* AIM OF THE TASK
Which lines in the rows below contain the word "container"? Copy each of those lines.

* PROVIDED RECORDS
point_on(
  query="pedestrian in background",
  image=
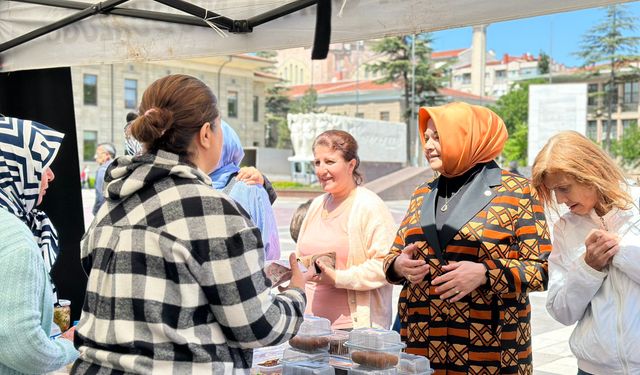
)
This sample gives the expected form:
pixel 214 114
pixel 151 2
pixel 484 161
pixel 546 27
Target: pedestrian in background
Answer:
pixel 594 268
pixel 105 153
pixel 347 233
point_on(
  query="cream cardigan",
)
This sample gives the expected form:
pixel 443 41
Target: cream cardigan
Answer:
pixel 371 230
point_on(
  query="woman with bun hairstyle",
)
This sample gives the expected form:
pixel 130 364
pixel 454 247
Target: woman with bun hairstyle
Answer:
pixel 594 268
pixel 176 281
pixel 472 246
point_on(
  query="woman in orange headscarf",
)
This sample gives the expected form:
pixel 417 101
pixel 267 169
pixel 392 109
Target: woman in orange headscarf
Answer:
pixel 473 244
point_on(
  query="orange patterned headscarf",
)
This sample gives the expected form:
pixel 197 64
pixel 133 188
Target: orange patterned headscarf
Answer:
pixel 469 134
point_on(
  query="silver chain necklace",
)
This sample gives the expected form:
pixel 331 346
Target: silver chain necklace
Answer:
pixel 445 206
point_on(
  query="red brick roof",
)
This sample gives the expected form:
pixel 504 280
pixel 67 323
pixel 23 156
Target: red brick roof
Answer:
pixel 342 87
pixel 371 85
pixel 447 54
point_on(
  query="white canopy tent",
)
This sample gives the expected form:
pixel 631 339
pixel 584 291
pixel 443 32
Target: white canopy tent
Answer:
pixel 116 35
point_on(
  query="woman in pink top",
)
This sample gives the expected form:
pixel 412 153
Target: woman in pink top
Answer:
pixel 353 223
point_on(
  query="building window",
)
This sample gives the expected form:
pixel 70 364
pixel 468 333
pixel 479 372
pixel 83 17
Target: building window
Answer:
pixel 90 143
pixel 592 130
pixel 90 89
pixel 630 96
pixel 130 93
pixel 592 97
pixel 256 106
pixel 232 104
pixel 614 130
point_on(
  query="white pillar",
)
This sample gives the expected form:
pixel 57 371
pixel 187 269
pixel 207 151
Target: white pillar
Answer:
pixel 478 59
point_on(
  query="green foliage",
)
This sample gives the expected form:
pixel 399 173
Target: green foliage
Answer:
pixel 308 103
pixel 396 66
pixel 628 148
pixel 516 146
pixel 607 43
pixel 277 105
pixel 543 63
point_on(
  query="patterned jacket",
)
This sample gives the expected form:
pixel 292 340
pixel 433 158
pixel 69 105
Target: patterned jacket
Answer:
pixel 500 223
pixel 176 282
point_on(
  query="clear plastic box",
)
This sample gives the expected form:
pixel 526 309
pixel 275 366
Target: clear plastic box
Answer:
pixel 292 355
pixel 313 335
pixel 269 370
pixel 374 349
pixel 336 343
pixel 359 370
pixel 411 364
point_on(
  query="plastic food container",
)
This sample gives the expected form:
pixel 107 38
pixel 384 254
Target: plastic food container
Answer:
pixel 291 355
pixel 307 368
pixel 269 370
pixel 359 370
pixel 374 349
pixel 62 314
pixel 336 343
pixel 414 364
pixel 313 335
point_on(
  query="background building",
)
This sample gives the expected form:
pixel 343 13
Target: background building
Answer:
pixel 104 94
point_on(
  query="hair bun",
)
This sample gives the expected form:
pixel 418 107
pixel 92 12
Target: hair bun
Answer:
pixel 152 125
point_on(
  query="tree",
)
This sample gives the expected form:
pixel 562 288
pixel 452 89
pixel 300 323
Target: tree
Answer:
pixel 277 104
pixel 605 43
pixel 396 66
pixel 543 63
pixel 627 147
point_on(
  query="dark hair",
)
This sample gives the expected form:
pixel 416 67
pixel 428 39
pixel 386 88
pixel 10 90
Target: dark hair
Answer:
pixel 109 148
pixel 340 140
pixel 297 218
pixel 172 111
pixel 131 116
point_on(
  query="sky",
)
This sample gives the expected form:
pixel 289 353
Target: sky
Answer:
pixel 558 35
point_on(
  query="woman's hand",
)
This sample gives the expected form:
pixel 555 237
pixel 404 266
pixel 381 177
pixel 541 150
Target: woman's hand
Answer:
pixel 250 176
pixel 327 274
pixel 297 277
pixel 460 279
pixel 414 270
pixel 68 334
pixel 601 247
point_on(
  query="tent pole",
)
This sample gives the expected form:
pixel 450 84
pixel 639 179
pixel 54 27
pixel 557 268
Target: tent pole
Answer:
pixel 125 12
pixel 101 7
pixel 280 12
pixel 202 13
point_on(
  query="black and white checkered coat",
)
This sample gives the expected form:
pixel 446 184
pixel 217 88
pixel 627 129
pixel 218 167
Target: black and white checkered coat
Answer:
pixel 176 282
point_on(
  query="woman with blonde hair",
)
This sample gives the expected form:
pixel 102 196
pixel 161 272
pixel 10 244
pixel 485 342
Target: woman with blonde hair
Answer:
pixel 594 268
pixel 472 245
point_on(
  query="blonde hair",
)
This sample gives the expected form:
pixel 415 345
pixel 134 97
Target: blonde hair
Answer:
pixel 573 154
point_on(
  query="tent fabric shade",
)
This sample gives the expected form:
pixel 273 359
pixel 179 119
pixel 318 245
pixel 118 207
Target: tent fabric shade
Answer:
pixel 111 38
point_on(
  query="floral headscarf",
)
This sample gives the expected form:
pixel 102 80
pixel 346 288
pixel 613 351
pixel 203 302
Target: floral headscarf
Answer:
pixel 27 149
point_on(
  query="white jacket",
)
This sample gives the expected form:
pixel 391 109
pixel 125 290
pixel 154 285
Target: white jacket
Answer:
pixel 605 304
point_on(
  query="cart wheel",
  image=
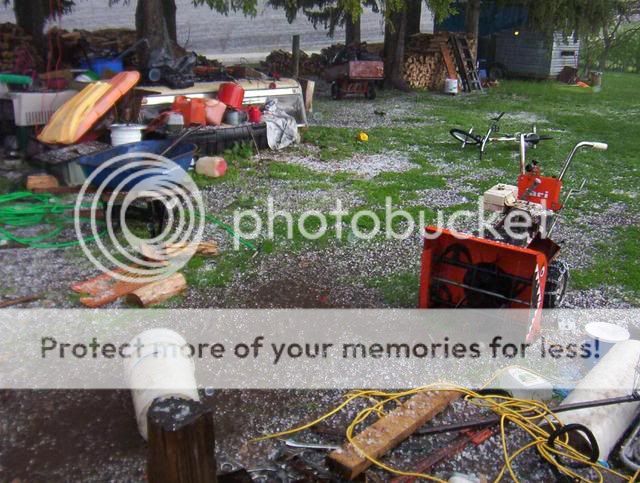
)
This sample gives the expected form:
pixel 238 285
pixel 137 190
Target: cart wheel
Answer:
pixel 557 281
pixel 335 91
pixel 371 91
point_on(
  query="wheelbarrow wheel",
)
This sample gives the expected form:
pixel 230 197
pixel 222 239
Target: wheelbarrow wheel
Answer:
pixel 335 91
pixel 557 281
pixel 465 137
pixel 371 91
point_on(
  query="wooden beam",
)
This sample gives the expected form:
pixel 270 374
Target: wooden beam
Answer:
pixel 181 442
pixel 388 432
pixel 295 56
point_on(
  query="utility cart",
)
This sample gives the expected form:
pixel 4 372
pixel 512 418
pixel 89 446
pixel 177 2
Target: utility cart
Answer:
pixel 354 77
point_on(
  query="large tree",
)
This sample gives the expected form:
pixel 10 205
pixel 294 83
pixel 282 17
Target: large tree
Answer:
pixel 395 34
pixel 581 18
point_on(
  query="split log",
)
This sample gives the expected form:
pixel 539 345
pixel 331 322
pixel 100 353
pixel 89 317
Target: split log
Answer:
pixel 181 442
pixel 42 182
pixel 157 292
pixel 389 431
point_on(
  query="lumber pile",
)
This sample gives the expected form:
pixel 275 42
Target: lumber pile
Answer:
pixel 17 53
pixel 67 46
pixel 388 432
pixel 425 65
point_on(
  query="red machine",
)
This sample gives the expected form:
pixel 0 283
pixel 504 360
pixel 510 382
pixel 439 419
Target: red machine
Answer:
pixel 518 270
pixel 355 77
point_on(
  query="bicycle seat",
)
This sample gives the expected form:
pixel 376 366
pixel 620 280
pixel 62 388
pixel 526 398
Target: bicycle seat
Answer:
pixel 533 138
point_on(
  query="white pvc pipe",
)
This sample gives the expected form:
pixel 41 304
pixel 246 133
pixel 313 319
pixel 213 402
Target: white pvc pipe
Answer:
pixel 613 376
pixel 158 367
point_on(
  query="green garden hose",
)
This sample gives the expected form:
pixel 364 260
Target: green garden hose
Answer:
pixel 24 209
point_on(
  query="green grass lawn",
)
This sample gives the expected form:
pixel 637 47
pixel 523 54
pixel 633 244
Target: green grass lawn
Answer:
pixel 569 114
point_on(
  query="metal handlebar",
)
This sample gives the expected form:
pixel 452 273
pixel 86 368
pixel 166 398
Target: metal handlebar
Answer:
pixel 584 144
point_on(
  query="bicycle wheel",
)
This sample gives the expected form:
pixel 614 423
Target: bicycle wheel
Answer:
pixel 465 137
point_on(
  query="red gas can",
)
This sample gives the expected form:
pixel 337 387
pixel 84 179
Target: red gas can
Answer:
pixel 231 94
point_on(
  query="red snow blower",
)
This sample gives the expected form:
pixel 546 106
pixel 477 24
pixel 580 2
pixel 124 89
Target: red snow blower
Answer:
pixel 516 265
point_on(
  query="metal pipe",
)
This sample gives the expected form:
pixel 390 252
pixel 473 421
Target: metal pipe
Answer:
pixel 523 154
pixel 583 144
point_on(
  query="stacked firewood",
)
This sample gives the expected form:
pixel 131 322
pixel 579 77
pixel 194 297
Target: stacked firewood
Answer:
pixel 424 65
pixel 17 53
pixel 69 48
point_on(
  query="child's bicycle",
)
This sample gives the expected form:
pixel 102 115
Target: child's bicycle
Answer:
pixel 468 137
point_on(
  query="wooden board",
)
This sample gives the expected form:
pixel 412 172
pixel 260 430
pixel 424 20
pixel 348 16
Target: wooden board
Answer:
pixel 105 289
pixel 389 431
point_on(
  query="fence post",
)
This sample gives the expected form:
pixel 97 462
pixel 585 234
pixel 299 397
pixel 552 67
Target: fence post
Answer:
pixel 295 56
pixel 181 442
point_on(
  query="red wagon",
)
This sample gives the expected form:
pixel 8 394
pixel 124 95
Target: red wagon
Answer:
pixel 355 77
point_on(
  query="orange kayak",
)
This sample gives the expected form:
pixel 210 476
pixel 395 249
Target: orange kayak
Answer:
pixel 76 116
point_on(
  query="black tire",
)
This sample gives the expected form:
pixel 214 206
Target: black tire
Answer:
pixel 465 137
pixel 335 91
pixel 371 91
pixel 557 281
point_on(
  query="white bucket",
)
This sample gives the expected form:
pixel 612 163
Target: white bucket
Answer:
pixel 158 367
pixel 607 335
pixel 126 133
pixel 451 86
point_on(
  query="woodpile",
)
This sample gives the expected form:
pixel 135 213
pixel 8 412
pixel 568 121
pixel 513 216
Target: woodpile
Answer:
pixel 68 46
pixel 17 53
pixel 424 65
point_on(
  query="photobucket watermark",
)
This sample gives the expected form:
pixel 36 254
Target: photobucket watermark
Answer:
pixel 391 223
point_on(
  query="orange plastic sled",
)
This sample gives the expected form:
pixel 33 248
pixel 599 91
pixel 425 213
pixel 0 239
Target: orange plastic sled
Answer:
pixel 76 116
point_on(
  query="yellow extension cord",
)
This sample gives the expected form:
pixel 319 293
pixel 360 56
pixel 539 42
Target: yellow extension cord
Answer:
pixel 526 414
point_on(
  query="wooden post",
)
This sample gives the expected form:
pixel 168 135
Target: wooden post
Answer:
pixel 181 442
pixel 295 56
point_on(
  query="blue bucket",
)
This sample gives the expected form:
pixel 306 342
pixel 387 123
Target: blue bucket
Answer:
pixel 181 154
pixel 103 64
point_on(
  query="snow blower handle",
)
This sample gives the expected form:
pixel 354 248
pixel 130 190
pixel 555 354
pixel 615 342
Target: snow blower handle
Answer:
pixel 584 144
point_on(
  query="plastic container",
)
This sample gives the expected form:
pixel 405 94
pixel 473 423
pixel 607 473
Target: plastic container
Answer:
pixel 607 335
pixel 102 65
pixel 451 86
pixel 158 368
pixel 181 154
pixel 214 111
pixel 231 94
pixel 192 110
pixel 126 133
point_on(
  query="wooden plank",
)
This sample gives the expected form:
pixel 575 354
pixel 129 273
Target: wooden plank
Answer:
pixel 389 431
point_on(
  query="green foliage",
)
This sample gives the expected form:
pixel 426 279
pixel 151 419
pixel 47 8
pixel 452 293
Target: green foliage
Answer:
pixel 623 54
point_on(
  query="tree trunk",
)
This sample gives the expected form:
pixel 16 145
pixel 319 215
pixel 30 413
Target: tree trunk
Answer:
pixel 394 36
pixel 472 22
pixel 352 30
pixel 169 10
pixel 30 17
pixel 414 12
pixel 151 24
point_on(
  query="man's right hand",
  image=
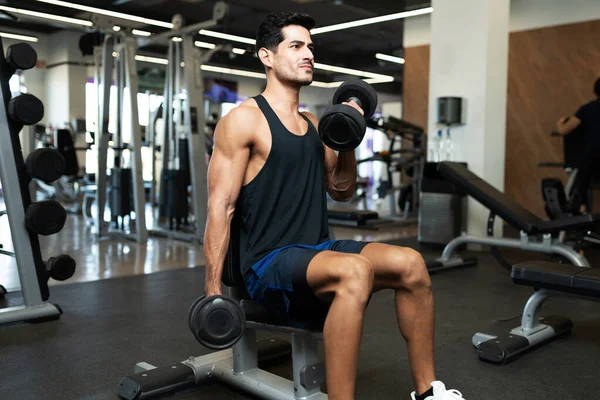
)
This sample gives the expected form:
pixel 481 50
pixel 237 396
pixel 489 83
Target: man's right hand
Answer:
pixel 213 292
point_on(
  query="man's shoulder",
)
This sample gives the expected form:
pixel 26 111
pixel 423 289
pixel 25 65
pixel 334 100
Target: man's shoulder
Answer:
pixel 245 112
pixel 243 118
pixel 593 105
pixel 311 117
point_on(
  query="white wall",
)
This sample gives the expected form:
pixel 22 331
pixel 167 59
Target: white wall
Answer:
pixel 310 96
pixel 524 15
pixel 469 59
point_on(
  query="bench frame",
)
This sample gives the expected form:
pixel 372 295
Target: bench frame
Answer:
pixel 238 367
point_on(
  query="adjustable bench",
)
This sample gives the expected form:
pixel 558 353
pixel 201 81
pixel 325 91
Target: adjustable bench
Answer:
pixel 549 279
pixel 238 366
pixel 529 225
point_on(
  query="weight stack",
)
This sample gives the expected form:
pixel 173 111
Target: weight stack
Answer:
pixel 442 208
pixel 177 207
pixel 121 192
pixel 184 160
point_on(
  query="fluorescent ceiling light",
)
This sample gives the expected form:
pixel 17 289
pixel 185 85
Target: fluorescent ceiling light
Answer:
pixel 18 37
pixel 226 36
pixel 250 74
pixel 205 45
pixel 154 60
pixel 369 21
pixel 94 10
pixel 323 67
pixel 52 17
pixel 389 58
pixel 350 71
pixel 230 71
pixel 140 33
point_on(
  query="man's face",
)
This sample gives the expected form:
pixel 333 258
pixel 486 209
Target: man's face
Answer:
pixel 294 61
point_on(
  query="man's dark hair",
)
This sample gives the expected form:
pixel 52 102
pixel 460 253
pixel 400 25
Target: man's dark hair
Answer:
pixel 269 33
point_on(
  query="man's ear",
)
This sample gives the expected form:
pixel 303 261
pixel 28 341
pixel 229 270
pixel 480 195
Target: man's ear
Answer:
pixel 266 57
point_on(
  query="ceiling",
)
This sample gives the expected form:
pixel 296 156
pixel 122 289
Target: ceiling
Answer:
pixel 350 48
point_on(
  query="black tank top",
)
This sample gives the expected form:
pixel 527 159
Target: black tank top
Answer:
pixel 286 203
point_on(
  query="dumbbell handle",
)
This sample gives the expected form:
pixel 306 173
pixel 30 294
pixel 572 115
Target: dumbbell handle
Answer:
pixel 356 100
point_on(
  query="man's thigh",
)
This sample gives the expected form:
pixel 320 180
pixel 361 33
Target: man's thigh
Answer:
pixel 390 264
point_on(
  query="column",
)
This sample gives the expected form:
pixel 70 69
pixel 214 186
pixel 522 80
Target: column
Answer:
pixel 469 59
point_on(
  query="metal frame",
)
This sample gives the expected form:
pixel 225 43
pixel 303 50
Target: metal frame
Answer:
pixel 126 76
pixel 184 76
pixel 34 307
pixel 547 246
pixel 533 331
pixel 236 367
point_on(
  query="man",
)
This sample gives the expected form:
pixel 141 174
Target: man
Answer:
pixel 270 167
pixel 586 119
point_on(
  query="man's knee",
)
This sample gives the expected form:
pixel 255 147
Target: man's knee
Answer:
pixel 413 271
pixel 354 275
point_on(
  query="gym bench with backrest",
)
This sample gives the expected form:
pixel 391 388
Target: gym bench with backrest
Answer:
pixel 238 366
pixel 548 279
pixel 530 226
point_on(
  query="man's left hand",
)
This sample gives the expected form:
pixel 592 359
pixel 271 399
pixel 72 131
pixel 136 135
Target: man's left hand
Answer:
pixel 354 104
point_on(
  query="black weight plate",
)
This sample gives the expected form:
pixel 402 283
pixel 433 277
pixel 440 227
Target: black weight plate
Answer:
pixel 219 325
pixel 45 217
pixel 360 89
pixel 45 164
pixel 61 267
pixel 342 127
pixel 21 56
pixel 26 109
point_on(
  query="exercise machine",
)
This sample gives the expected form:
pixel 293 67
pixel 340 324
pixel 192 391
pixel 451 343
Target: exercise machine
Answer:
pixel 28 219
pixel 535 235
pixel 126 186
pixel 578 163
pixel 179 186
pixel 239 366
pixel 407 161
pixel 548 280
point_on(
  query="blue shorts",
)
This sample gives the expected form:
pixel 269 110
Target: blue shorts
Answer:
pixel 278 282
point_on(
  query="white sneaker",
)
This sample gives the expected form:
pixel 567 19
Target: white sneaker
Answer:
pixel 440 393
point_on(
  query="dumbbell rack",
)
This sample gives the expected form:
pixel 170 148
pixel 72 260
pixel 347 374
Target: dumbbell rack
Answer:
pixel 27 219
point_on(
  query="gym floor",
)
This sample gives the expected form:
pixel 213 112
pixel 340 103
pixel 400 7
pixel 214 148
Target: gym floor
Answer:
pixel 114 257
pixel 110 324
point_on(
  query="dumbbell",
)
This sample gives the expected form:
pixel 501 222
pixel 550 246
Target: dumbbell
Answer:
pixel 45 164
pixel 45 217
pixel 217 322
pixel 342 127
pixel 60 268
pixel 26 109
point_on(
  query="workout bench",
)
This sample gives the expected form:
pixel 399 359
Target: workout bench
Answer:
pixel 548 279
pixel 530 226
pixel 238 367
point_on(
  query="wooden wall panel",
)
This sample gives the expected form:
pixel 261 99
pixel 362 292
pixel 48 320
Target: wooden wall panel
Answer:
pixel 415 85
pixel 551 72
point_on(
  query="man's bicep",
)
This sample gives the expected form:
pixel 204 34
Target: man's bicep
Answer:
pixel 228 163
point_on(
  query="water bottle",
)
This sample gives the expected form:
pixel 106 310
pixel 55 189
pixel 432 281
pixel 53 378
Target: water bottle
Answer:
pixel 448 147
pixel 436 147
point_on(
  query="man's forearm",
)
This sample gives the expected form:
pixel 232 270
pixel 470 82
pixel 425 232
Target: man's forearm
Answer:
pixel 344 174
pixel 216 242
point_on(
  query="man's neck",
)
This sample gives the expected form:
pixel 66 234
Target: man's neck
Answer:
pixel 282 97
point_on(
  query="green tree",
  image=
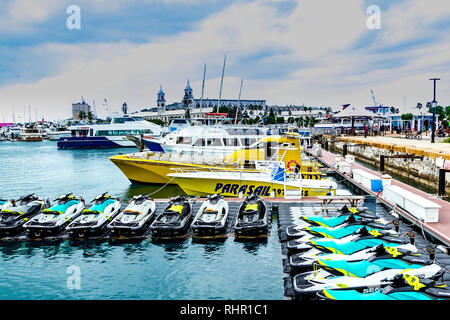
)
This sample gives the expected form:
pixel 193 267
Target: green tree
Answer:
pixel 407 116
pixel 90 116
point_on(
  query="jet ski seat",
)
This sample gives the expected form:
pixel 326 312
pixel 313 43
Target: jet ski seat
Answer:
pixel 99 208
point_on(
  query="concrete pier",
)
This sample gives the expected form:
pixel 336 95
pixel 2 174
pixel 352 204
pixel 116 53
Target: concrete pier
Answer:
pixel 425 170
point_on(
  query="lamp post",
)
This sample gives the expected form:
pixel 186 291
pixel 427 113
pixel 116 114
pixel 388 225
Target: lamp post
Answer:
pixel 433 106
pixel 419 106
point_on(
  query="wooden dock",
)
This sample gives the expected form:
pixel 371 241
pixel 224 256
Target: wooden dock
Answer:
pixel 439 230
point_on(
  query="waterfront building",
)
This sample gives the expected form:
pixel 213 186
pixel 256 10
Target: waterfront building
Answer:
pixel 80 107
pixel 166 112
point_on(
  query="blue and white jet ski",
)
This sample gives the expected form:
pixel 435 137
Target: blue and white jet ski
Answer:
pixel 135 217
pixel 211 218
pixel 15 213
pixel 93 220
pixel 53 219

* SOLUTION TO THIS EXERCISE
  query="plastic food container",
Target: plastic food container
  query="plastic container",
Target: plastic container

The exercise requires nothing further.